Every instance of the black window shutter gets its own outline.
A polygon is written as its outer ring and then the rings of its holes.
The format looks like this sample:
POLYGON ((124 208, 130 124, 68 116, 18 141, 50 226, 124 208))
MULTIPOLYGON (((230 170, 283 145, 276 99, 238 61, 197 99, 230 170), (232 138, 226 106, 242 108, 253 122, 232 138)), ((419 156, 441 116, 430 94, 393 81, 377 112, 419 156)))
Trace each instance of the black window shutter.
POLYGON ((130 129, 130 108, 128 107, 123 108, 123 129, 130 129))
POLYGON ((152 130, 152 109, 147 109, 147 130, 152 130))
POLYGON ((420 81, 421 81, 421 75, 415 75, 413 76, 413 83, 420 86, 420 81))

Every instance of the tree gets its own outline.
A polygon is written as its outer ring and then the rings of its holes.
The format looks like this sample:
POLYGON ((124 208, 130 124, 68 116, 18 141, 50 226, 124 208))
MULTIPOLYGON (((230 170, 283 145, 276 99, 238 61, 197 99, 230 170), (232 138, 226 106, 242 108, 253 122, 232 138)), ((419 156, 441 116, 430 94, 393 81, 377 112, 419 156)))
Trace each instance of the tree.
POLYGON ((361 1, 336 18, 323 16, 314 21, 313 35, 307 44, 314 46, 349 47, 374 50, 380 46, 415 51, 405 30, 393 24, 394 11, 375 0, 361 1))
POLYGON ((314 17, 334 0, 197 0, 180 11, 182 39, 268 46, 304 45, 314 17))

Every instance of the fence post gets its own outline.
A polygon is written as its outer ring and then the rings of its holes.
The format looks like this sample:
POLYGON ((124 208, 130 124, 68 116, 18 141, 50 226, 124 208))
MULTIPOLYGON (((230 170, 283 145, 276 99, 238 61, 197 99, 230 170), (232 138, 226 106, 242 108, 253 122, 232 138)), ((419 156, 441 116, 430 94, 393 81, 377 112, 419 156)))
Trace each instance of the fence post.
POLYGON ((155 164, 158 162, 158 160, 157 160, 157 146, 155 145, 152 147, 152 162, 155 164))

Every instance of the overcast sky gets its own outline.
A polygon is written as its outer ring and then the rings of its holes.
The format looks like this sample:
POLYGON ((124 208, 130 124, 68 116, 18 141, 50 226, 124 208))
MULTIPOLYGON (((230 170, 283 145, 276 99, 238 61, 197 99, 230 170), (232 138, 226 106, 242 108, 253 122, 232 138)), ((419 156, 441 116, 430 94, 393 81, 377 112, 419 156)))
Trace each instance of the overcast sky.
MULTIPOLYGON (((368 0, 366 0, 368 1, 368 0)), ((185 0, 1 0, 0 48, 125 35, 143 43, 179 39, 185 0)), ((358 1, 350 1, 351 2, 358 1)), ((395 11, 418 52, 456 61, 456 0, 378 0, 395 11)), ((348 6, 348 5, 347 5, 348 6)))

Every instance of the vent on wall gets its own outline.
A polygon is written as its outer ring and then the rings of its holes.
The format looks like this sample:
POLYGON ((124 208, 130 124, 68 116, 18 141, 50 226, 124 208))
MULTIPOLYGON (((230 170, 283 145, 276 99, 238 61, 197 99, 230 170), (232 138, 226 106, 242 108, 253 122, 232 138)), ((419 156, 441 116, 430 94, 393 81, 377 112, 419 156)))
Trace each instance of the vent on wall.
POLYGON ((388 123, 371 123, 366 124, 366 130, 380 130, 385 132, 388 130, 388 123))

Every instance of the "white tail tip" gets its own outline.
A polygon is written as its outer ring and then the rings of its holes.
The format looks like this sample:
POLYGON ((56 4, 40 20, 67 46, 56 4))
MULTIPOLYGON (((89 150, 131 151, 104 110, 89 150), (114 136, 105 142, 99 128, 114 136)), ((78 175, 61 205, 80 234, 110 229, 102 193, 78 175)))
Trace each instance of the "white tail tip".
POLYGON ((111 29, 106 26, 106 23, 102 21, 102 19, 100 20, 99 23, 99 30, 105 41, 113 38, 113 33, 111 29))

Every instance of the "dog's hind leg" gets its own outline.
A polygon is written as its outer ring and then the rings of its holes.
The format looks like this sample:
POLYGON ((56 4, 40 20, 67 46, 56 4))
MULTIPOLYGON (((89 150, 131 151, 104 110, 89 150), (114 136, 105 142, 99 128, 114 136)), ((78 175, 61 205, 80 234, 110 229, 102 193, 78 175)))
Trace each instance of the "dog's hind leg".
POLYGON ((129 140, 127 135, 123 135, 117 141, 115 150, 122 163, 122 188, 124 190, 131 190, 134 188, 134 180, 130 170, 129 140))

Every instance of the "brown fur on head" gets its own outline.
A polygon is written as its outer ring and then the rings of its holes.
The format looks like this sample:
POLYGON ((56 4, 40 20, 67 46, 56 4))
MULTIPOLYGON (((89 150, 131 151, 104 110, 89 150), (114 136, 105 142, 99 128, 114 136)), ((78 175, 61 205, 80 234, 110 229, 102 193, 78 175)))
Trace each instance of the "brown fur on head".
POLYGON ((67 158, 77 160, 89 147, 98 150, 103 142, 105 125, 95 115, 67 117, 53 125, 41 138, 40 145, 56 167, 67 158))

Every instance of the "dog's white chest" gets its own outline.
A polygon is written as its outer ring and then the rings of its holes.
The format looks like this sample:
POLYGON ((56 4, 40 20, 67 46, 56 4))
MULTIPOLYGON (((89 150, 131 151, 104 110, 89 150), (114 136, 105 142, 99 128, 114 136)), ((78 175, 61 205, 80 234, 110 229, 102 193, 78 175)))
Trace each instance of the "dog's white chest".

Zu lösende Aufgabe »
Kannst du sämtliche Zeilen der Daten oben als nummerierte Liste aufführen und dabei die Leerzeilen weglassen?

Richtige Antwort »
1. Every instance of the black window shutter gets its own outline.
2. A polygon is written as its outer ring and then the rings of its holes.
3. The format looks like this sample:
4. POLYGON ((124 208, 130 124, 68 116, 18 141, 50 226, 124 208))
5. MULTIPOLYGON (((230 170, 283 145, 276 99, 238 61, 197 99, 230 170), (232 138, 226 106, 242 108, 253 122, 232 138)), ((419 156, 441 116, 430 94, 393 81, 377 112, 419 156)))
6. Trace each instance of the black window shutter.
7. POLYGON ((130 129, 130 108, 128 107, 123 108, 123 129, 130 129))
8. POLYGON ((152 130, 152 109, 147 109, 147 130, 152 130))
9. POLYGON ((420 81, 421 81, 421 75, 415 75, 413 76, 413 83, 420 86, 420 81))
10. Every instance of the tree gets its own outline.
11. A polygon is written as its outer ring and then the rings of its holes.
12. The format looks like this sample:
13. POLYGON ((124 208, 130 124, 68 116, 18 141, 50 226, 124 208))
14. MULTIPOLYGON (((230 170, 283 145, 276 99, 238 61, 197 99, 230 170), (232 138, 226 106, 242 108, 253 122, 232 138)), ((419 156, 441 116, 430 94, 393 81, 377 112, 419 156)))
15. Trace each instance of the tree.
16. POLYGON ((361 1, 336 18, 323 16, 314 21, 313 35, 307 44, 314 46, 349 47, 374 50, 380 46, 415 51, 405 30, 393 24, 394 11, 375 0, 361 1))
17. POLYGON ((314 17, 334 0, 197 0, 180 11, 182 39, 268 46, 304 45, 314 17))
18. Every instance of the fence post gets its own outline.
19. A polygon is written as its outer ring and then the rings of its holes.
20. The format looks like this sample:
21. POLYGON ((124 208, 130 124, 68 116, 18 141, 50 226, 124 208))
22. MULTIPOLYGON (((230 170, 283 145, 276 99, 238 61, 197 99, 230 170), (232 138, 226 106, 242 108, 253 122, 232 138)), ((419 156, 441 116, 430 94, 393 81, 377 112, 419 156)))
23. Trace each instance of the fence post.
24. POLYGON ((155 164, 158 162, 158 160, 157 160, 157 146, 155 145, 152 147, 152 162, 155 164))
25. Every instance of the overcast sky gets its own outline.
26. A polygon is written as its outer ring and then the rings of its holes.
27. The format looks like this sample:
28. POLYGON ((124 208, 130 124, 68 116, 18 141, 50 226, 124 208))
29. MULTIPOLYGON (((230 170, 283 145, 276 99, 238 61, 197 99, 230 170), (232 138, 226 106, 242 108, 253 122, 232 138)), ((419 156, 441 116, 430 94, 393 81, 377 112, 419 156)))
30. Trace each instance of the overcast sky.
31. MULTIPOLYGON (((368 0, 366 0, 368 1, 368 0)), ((185 0, 1 0, 0 48, 125 35, 143 43, 179 39, 185 0)), ((358 1, 350 1, 351 2, 358 1)), ((395 11, 418 52, 456 61, 456 0, 378 0, 395 11)), ((348 6, 348 5, 347 5, 348 6)))
32. Every instance of the vent on wall gets its own outline.
33. A polygon is written as its outer ring and then the rings of its holes.
34. The format looks like this sample:
35. POLYGON ((124 208, 130 124, 68 116, 18 141, 50 226, 124 208))
36. MULTIPOLYGON (((230 170, 283 145, 276 99, 238 61, 197 99, 230 170), (232 138, 226 106, 242 108, 253 122, 232 138)), ((419 156, 441 116, 430 94, 393 81, 377 112, 419 156)))
37. Trace each instance of the vent on wall.
38. POLYGON ((388 123, 371 123, 366 124, 366 130, 380 130, 385 132, 388 130, 388 123))
39. Every instance of the "white tail tip" gets its own outline.
40. A polygon is written as its outer ring and then the rings of its holes.
41. The format looks like this sample:
42. POLYGON ((56 4, 40 20, 67 46, 56 4))
43. MULTIPOLYGON (((89 150, 131 151, 104 110, 89 150), (114 136, 105 142, 99 128, 114 136)), ((78 175, 61 205, 80 234, 110 229, 102 193, 78 175)))
44. Trace each instance of the "white tail tip".
45. POLYGON ((111 29, 106 26, 106 23, 102 21, 102 19, 100 20, 99 23, 99 30, 105 41, 113 38, 113 33, 111 29))
46. Every instance of the "dog's hind leg" gets its own outline.
47. A polygon is written as its outer ring and then the rings of its holes.
48. The format looks like this sample:
49. POLYGON ((56 4, 40 20, 67 46, 56 4))
50. MULTIPOLYGON (((89 150, 131 151, 104 110, 89 150), (114 136, 105 142, 99 128, 114 136)), ((78 175, 61 205, 80 234, 110 229, 102 193, 78 175)))
51. Trace each instance of the "dog's hind leg".
52. POLYGON ((129 140, 127 135, 123 135, 117 141, 115 150, 122 163, 122 188, 124 190, 131 190, 134 188, 134 180, 130 170, 129 140))
53. Every instance of the "brown fur on head" gets its own outline.
54. A polygon is written as its outer ring and then the rings of its holes.
55. The format looks like this sample:
56. POLYGON ((56 4, 40 20, 67 46, 56 4))
57. MULTIPOLYGON (((89 150, 131 151, 104 110, 89 150), (114 136, 105 142, 99 128, 114 136)), ((78 175, 61 205, 80 234, 110 229, 102 193, 78 175)))
58. Trace each instance of the "brown fur on head".
59. POLYGON ((67 158, 77 160, 89 147, 98 150, 103 142, 105 125, 95 115, 67 117, 53 125, 41 138, 40 145, 56 167, 67 158))
60. Every instance of the "dog's white chest" gets its own outline.
61. A polygon is written as its outer ring and then the rings of its holes.
62. The format looks like this sample:
63. POLYGON ((56 4, 40 20, 67 46, 56 4))
64. MULTIPOLYGON (((89 150, 131 151, 104 110, 89 150), (114 136, 105 142, 99 128, 114 136)), ((78 175, 61 205, 80 234, 110 229, 102 193, 78 175)))
65. Trace each instance of the "dog's white chest".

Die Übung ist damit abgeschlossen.